**SET PROBLEM A:** Recast the paragraph of the cluster configuration excerpt that begins "My production cluster uses" as a brief list.

**DOCUMENT SECTION:**
My production cluster uses medium nodes (8 vCPU, 32GB RAM, 256GB disk).

Optional Tools

The module can provision additional tools:

configuration = {
  cluster = {
    options = {
      # Hawser - container management
      hawser = {
        enabled = true
        image   = "harbor.example.com/gh/finsys/hawser:latest"
      }
      
      # Newt - container log viewer  
      newt = {
        enabled = true
        image   = "harbor.example.com/dh/fosrl/newt:latest"
        endpoint = "https://newt.example.com"
      }
      
      # APT cache for faster downloads
      apt_cache = {
        enabled = true
        url     = "https://apt.example.com/"
      }
    }
  }
}

My Production Configuration

Here’s the actual production YAML configuration:

# configurations/docker/prod-docker-lxc.yaml
name: prod-docker-lxc
enabled: true

cluster:
  name: prod-docker-lxc
  type: lxc
  datastore:
    id: nas
    node: alpha

host_pool:
  - name: alpha
    device_map:
      - device: /dev/apex_0
        mode: "0666"

**SET PROBLEM B:** In the listing, begin at the line that has "outline each water" and stop after the line that has "[0,282,600,398]". Write those lines out again, swapping "reflection" for "surface" and leaving everything else as it is.

**Region annotation entries:**
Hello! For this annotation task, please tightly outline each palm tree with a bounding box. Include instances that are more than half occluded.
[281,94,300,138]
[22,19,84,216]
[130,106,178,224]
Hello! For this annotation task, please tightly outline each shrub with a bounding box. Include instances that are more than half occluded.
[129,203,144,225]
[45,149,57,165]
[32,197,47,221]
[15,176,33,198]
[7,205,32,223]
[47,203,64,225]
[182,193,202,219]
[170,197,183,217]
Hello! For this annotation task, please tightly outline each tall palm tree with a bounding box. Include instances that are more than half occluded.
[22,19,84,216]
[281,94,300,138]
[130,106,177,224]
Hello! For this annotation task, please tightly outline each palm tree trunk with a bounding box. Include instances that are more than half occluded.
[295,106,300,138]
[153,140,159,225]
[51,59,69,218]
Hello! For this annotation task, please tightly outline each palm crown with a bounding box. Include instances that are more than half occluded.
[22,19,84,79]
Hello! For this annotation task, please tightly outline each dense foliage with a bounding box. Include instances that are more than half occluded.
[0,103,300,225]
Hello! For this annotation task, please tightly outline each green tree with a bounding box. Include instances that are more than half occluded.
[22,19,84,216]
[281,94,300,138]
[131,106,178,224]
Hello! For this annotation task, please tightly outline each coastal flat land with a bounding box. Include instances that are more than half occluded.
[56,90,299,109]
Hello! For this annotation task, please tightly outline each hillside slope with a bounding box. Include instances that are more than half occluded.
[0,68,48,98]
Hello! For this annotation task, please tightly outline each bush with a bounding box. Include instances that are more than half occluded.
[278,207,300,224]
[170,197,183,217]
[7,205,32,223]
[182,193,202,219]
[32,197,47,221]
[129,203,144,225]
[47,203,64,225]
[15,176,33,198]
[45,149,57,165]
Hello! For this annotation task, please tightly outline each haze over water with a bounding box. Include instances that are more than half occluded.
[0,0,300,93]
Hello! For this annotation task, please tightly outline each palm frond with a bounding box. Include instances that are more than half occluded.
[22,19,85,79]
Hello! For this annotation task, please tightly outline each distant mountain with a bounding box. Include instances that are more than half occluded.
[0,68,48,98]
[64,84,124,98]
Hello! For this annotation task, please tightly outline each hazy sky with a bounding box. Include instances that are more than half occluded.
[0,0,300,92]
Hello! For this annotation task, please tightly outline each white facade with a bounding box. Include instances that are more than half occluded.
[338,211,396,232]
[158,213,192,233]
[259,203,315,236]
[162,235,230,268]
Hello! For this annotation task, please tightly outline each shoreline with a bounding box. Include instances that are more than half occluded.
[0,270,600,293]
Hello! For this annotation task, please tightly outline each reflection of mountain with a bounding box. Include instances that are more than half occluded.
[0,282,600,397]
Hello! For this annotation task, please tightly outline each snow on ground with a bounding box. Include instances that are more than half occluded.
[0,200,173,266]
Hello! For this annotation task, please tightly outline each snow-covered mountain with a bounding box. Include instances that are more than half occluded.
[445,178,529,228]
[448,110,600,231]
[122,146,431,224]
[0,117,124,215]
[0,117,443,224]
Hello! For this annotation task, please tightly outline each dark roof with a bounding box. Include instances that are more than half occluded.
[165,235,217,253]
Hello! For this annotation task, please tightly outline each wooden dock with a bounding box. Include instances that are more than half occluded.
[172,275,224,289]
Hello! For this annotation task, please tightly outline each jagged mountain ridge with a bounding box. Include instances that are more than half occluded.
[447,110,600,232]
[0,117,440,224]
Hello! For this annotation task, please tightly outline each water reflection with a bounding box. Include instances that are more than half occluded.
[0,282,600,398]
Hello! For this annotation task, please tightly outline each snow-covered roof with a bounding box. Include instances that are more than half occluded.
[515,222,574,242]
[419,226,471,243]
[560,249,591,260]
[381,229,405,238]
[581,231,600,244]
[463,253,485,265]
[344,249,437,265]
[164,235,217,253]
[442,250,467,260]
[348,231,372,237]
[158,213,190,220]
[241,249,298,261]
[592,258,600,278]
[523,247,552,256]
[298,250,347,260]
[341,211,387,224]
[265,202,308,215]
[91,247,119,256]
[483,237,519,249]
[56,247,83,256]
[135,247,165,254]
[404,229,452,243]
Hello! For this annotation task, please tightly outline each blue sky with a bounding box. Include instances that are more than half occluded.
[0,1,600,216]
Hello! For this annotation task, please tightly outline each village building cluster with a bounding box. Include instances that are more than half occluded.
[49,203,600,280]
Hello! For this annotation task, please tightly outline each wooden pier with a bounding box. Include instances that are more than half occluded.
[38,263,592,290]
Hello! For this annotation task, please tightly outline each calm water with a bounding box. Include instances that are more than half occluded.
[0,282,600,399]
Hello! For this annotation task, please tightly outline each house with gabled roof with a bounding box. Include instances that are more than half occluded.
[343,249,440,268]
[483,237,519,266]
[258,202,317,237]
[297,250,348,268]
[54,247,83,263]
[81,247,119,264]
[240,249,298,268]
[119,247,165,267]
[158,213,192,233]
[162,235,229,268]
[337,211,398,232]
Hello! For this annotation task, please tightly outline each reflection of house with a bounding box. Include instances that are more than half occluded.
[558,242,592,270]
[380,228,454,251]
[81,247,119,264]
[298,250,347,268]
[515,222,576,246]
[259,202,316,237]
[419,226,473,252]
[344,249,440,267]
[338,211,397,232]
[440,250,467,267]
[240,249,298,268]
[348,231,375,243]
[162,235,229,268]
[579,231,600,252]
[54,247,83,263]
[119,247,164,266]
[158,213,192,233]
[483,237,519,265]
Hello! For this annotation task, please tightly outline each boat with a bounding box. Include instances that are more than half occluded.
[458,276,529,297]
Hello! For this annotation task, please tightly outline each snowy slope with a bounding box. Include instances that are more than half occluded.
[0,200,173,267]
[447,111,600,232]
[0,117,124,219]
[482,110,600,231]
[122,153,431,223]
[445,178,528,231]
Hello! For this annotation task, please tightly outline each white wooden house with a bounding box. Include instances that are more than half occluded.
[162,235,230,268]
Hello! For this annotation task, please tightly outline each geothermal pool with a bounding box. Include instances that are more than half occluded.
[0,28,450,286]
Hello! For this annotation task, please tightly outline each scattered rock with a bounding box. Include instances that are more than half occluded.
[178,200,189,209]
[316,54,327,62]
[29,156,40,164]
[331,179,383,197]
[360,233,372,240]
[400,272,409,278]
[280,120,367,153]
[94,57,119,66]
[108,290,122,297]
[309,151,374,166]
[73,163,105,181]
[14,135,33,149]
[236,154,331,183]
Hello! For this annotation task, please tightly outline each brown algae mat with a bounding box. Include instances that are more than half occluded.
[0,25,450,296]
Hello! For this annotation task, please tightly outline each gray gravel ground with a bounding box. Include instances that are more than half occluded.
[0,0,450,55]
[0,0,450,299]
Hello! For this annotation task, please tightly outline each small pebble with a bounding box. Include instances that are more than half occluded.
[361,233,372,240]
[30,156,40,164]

**TASK RESPONSE A:**
Production cluster nodes (medium):
- 8 vCPU
- 32GB RAM
- 256GB disk

**TASK RESPONSE B:**
Hello! For this annotation task, please tightly outline each water surface with a bounding box. Include instances that are more than half occluded.
[0,282,600,398]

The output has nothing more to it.